### Directions for this task
Reproduce each entry exactly as it reads. Leave the images out.

### Record excerpts
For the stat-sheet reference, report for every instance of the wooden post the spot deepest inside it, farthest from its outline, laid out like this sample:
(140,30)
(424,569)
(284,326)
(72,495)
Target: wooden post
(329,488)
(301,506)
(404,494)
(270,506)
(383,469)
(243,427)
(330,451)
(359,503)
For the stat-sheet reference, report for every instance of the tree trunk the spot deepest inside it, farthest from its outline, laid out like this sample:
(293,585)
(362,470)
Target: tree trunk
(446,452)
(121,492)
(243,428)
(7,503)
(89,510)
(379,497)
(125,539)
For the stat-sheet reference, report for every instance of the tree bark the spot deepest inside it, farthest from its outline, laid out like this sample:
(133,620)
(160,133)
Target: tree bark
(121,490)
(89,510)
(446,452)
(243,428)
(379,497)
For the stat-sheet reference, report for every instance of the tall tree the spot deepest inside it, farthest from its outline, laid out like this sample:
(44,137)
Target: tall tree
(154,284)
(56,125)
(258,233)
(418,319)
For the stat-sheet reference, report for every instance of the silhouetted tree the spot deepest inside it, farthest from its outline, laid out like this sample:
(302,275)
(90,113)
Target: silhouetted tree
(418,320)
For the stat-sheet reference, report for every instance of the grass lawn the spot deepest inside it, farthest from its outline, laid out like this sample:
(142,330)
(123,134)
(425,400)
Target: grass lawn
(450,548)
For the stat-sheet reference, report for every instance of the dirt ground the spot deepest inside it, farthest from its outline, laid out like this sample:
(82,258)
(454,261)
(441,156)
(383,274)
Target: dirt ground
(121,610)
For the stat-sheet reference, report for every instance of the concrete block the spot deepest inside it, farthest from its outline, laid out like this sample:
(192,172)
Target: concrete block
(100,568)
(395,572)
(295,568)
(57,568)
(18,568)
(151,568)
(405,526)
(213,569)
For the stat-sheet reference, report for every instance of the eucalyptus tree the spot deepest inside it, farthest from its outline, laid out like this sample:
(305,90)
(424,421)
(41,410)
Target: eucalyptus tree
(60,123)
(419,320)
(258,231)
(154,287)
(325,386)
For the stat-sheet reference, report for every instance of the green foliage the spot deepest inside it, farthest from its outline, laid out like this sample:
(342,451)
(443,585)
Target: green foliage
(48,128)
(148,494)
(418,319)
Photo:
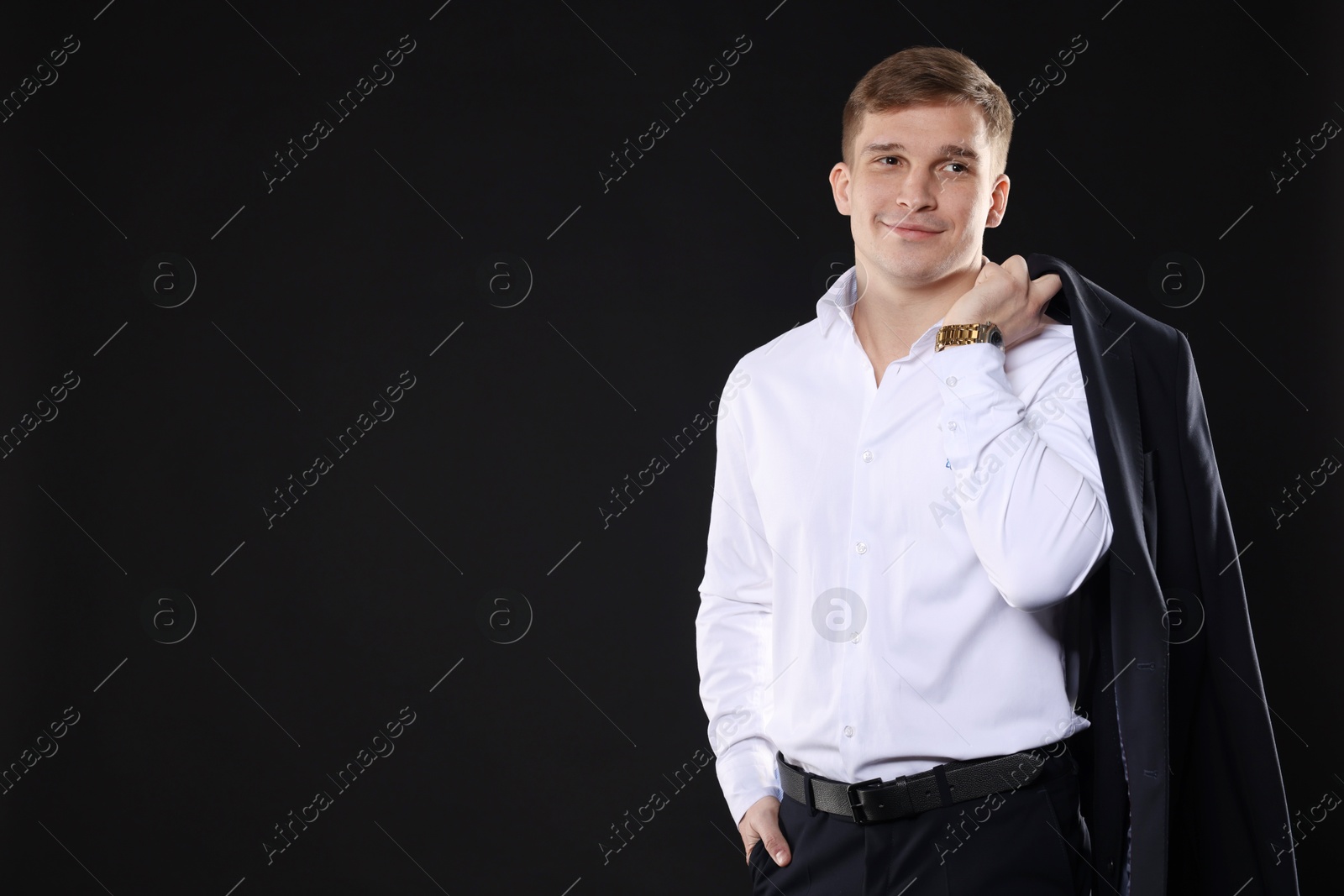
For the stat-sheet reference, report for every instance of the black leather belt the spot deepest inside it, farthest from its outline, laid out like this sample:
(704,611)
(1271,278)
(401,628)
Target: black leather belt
(871,801)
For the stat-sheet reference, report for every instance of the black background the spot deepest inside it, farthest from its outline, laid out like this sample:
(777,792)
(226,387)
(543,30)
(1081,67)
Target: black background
(618,315)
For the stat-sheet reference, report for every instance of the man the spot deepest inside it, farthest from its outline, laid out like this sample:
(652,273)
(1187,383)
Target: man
(920,558)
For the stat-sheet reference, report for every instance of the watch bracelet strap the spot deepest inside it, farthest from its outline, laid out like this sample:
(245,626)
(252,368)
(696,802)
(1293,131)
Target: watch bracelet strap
(961,335)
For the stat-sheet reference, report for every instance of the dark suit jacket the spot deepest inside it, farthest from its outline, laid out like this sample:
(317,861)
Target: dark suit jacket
(1180,752)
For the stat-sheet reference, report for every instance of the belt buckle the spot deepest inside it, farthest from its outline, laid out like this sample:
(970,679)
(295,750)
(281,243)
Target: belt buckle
(857,804)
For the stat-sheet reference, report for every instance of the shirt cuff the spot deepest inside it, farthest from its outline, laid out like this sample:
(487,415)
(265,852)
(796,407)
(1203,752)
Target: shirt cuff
(746,777)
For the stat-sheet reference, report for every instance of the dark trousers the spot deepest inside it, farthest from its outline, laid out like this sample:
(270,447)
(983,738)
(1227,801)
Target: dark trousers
(1028,840)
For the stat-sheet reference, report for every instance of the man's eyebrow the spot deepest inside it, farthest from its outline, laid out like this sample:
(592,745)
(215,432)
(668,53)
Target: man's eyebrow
(947,149)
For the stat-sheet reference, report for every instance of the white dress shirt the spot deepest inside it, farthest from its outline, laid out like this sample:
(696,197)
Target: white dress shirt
(887,564)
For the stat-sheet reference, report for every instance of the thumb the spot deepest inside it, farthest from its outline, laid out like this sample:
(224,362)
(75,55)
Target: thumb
(774,842)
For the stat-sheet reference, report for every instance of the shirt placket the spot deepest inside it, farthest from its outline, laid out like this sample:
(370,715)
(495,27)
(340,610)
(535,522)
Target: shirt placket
(864,548)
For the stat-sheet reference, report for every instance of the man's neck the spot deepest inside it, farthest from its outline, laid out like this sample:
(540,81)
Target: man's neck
(889,317)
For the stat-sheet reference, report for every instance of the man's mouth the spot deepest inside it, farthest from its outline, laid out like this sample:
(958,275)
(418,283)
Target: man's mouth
(913,231)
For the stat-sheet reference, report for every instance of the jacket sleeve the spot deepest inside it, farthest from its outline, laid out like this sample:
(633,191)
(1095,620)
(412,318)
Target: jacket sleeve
(732,626)
(1233,774)
(1028,477)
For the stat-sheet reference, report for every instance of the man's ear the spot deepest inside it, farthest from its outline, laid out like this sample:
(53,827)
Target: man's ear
(840,187)
(998,202)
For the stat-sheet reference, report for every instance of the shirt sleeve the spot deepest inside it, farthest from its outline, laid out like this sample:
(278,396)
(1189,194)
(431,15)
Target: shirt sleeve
(734,626)
(1028,481)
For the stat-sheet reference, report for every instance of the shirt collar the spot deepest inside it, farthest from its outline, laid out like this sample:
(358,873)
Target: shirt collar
(837,305)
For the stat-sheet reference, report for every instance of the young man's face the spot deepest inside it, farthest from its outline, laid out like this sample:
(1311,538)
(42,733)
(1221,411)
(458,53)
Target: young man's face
(921,191)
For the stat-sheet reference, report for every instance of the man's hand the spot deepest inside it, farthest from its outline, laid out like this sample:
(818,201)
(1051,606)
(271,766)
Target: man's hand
(763,822)
(1007,296)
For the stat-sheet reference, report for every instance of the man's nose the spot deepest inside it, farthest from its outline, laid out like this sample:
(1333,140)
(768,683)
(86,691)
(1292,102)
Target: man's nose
(918,190)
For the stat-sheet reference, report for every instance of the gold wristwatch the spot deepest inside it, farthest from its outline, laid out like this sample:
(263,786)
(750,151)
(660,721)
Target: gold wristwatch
(967,335)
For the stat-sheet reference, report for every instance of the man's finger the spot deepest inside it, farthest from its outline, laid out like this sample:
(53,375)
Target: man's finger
(1043,289)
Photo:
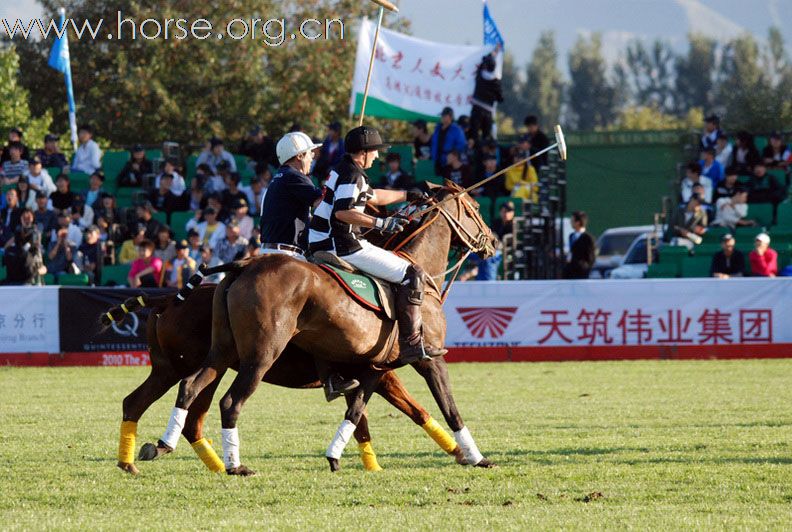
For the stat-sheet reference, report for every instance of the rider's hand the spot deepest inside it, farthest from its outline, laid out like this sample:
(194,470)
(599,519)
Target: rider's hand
(391,224)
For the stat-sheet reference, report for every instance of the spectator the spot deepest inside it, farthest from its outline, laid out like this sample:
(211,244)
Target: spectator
(723,151)
(135,169)
(259,147)
(538,141)
(215,154)
(210,230)
(179,269)
(763,258)
(457,171)
(95,190)
(232,193)
(711,131)
(232,246)
(63,197)
(73,231)
(692,177)
(710,167)
(88,157)
(62,252)
(38,177)
(729,186)
(171,166)
(240,216)
(764,187)
(23,260)
(729,262)
(164,246)
(90,255)
(44,217)
(25,195)
(146,270)
(776,154)
(522,181)
(163,199)
(146,218)
(731,212)
(504,225)
(422,140)
(395,178)
(745,153)
(447,136)
(332,149)
(129,249)
(688,223)
(487,92)
(582,249)
(15,166)
(50,155)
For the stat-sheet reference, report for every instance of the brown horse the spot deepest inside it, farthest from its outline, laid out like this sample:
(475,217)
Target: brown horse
(314,314)
(179,337)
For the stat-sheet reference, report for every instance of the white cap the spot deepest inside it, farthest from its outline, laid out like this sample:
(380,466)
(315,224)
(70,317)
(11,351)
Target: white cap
(293,144)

### Written answer
For the stat-sheet reference, report for every instance of the wooden post the spot deepest inside it, farthest from its outline, laid out like this sample:
(140,30)
(424,569)
(284,326)
(72,495)
Target: wooden post
(329,488)
(301,506)
(404,494)
(270,506)
(383,469)
(243,427)
(330,451)
(359,503)
For the stat-sheet reference, report for every instance of the tree trunk the spot deepest inside it, farthest from its outline, laid out like this sample:
(293,585)
(362,470)
Target: tree trunk
(446,452)
(121,492)
(243,428)
(7,503)
(89,510)
(379,497)
(125,539)
For the stat-sheet reference, report for every instance of the tree bark the spot deepest inside it, farthest from its outline, laid out like this sample:
(133,620)
(160,133)
Target: tree bark
(121,490)
(89,510)
(446,452)
(243,428)
(379,497)
For the stat-sheet reference, report for every instance of the tall tree the spot deepest inside it, farthest from its outline, laid out like this sample:
(44,137)
Target: tall tree
(154,284)
(56,125)
(258,233)
(418,319)
For the stat-sheet reference, report for every instance of the silhouetted tree the spot deepest inside it, farthest from its outline, laid out like this sample:
(302,275)
(90,113)
Target: silhouetted tree
(418,320)
For the stat-sheet reference, report for every instance of the grass lawn the spot deepest inside it, farthest from its outline, laid out like this sample:
(142,330)
(123,134)
(425,400)
Target: grass lawn
(450,548)
For the stat-sheet reference, report for every instance of the dirt ground the spot deepest inside it, farthest from its outline, laid out like this sample:
(82,258)
(454,261)
(441,156)
(383,274)
Target: dirt ground
(121,610)
For the stat-sheet reference, report for every instance of the concrete block the spot deepest inside it, farthest from its outline, laid out like this sample:
(192,172)
Target: concrete block
(100,568)
(395,572)
(295,568)
(57,568)
(18,568)
(151,568)
(405,526)
(213,569)
For the stat-sheet reference, report for every instance of the eucalyptus tree the spot deepest inside it, farthest from its outline, laid out like this sample:
(305,90)
(424,421)
(41,410)
Target: eucalyptus tree
(60,123)
(419,320)
(258,231)
(154,287)
(325,386)
For the stat-sheet reference, report for every instance of the green foliage the spot deepest inside it, farthest from its outline, laid out like this sample:
(342,451)
(443,585)
Target: green foliage
(48,128)
(148,494)
(418,319)
Photo:
For the stat-sheet reference, report for every instance of the black leather belt the spot deepest inside it, farthest from its outline, laid out like this sample:
(704,611)
(1271,278)
(401,628)
Target: black leather belt
(871,801)
For the stat-sheet reference, report for every instance of the black background the spot deepest inside it, farthest from its outline, laid out like this sample:
(777,792)
(226,387)
(543,30)
(1081,67)
Target: black background
(618,315)
For the stat-sheet reference, report for every instance of the man the spot deepest inside it, farthest from its outline, laid out like this sample:
(652,273)
(1187,383)
Target: man
(920,558)
For the stat-sheet reference, report for every instance of the watch bracelet strap the spot deepest inside it, farthest from its outline, laid out like this sample:
(245,626)
(252,368)
(696,802)
(1293,131)
Target: watch bracelet strap
(961,335)
For the stat-sheet reference, report for every instance of the dark suit jacket the spot deepest inside it, farthest from its outline, laid out like this sample:
(317,861)
Target: dark suit jacket
(1180,752)
For the stat-sheet reference, report for every instance of the belt buckle the spot deepest inside it, farthest from its outline, laid out like this sample:
(970,679)
(295,750)
(281,243)
Target: belt buckle
(857,804)
For the stat-sheet reference, report for every instance of the shirt cuff the spot deepest inside it, farthest from its outline, laid out like this sample:
(487,415)
(265,852)
(796,407)
(1203,752)
Target: shirt cuff
(746,777)
For the stat-sheet reference, report for every instance of the dark trousers the spot deepest inside it, farthest from its outline, laid out like this sample:
(270,447)
(983,738)
(1227,801)
Target: dark trousers
(1028,840)
For the stat-sheet reference, report for every instance of the man's eyebrow the spot deepest inside it, farthest from its outline, laid out like this sample:
(592,745)
(215,432)
(668,53)
Target: man's eyebrow
(947,149)
For the stat-sheet reference, report for every instance of the white dress shirt the spot deepest inside it, farthest from its outline, laid out like this sample:
(696,197)
Target: white dress shirt
(887,564)
For the stat-sheet reference, report for every instance of the thumb the spot deepest inside it, farthest from its outline, laid out like this sample:
(224,362)
(75,55)
Target: thumb
(774,842)
For the stat-sheet reference, report for every instance of the shirt placket the spot deepest inside it, farthest from its outline, laid out like this sample:
(370,715)
(495,27)
(340,610)
(535,522)
Target: shirt placket
(864,548)
For the stat-sheet reference, report for every instance of the man's neck the spot deepest inside it, farthest from its outline, laid out like this sample:
(540,81)
Target: man's neck
(889,317)
For the stat-sheet reference, report for every instance of the man's mouth the spot deepest inside it, farthest from its outline, laid out like this sample:
(958,275)
(418,283)
Target: man's mouth
(913,231)
For the stat-sheet reference, report for every instance of the jacket sleeve the spot deepest inside it, farthest from its outline, laid out like this sample:
(633,191)
(1095,620)
(412,318)
Target: jacket sleeve
(732,626)
(1233,774)
(1028,477)
For the stat-sheet reference, report for every instance of the man's ear the spot deepest inside it, farthest from its outline, laid out like this sample:
(53,827)
Target: man's ear
(840,187)
(998,202)
For the stat-sheet reference, report for every instance of the shirt sleeve the spot deepest inside it, farthest from its outline, laid out like this sample:
(278,396)
(1189,194)
(431,15)
Target: shirt sleeve
(734,626)
(1028,481)
For the stat-sheet reference, report for every instance of the shirt collar the spot deepest inside it, farthest from its outline, laid out like this sample:
(358,873)
Target: shirt collar
(837,305)
For the stat-sheet reference, report for every instance of the young man's face the spot deepest inside it, farthest from its outline, laid out like this sample:
(1311,538)
(42,733)
(1221,411)
(458,53)
Target: young man's face
(921,191)
For the stat-sheet reference, report for every instance of the man's hand the spot deepest inside it, farthest from its outline, laid out like this sample:
(818,201)
(1051,606)
(271,766)
Target: man's hand
(763,822)
(1007,296)
For the stat-sheet reference, report for every instance of the man's nose the spot deepest inside it, farthest from its outline, laid out like this sample:
(1333,140)
(768,683)
(86,691)
(1292,102)
Target: man's nose
(918,190)
For the stat-sheet reference, report for every instance of the gold wristwatch the spot deepest inside it, farthest from its outline, laid out like this sample:
(263,786)
(750,151)
(660,721)
Target: gold wristwatch
(967,335)
For the stat-sheet reference, report for every instance of the man's finger the spot deepest inside it, farthest from its outline, laid out like this sample:
(53,375)
Target: man's finger
(1043,289)
Photo:
For the stat-sheet reference, report for every instance of the rider's hand the spot deepest inside it, farthest from its outline, laid out like this sample:
(194,470)
(599,519)
Target: rider's hand
(391,224)
For the stat-sheet reference, report for every instance of the spectator the spot deepest inside it, farthest from its outline, laid out like this sample:
(211,244)
Target: spectator
(723,151)
(135,169)
(259,147)
(538,141)
(215,154)
(210,230)
(179,269)
(763,258)
(457,171)
(95,190)
(232,193)
(711,131)
(232,246)
(63,197)
(73,231)
(692,177)
(710,167)
(88,157)
(62,252)
(38,177)
(729,186)
(171,166)
(240,216)
(764,187)
(23,260)
(729,262)
(164,246)
(90,255)
(44,217)
(25,195)
(146,270)
(776,154)
(522,181)
(163,199)
(146,218)
(731,212)
(504,225)
(422,140)
(395,178)
(745,153)
(447,136)
(332,149)
(129,249)
(688,223)
(487,92)
(582,249)
(15,166)
(50,155)
For the stat-sheet reference, report for every instance of the brown horse the spot deepest inside it, farthest from its outline, laid out like this sample:
(475,217)
Target: brown horse
(314,314)
(179,337)
For the stat-sheet reference, report for every instance of the white cap the spot deepest inside it, farthest from its outline, laid out like this sample:
(380,466)
(315,224)
(70,317)
(11,351)
Target: white cap
(293,144)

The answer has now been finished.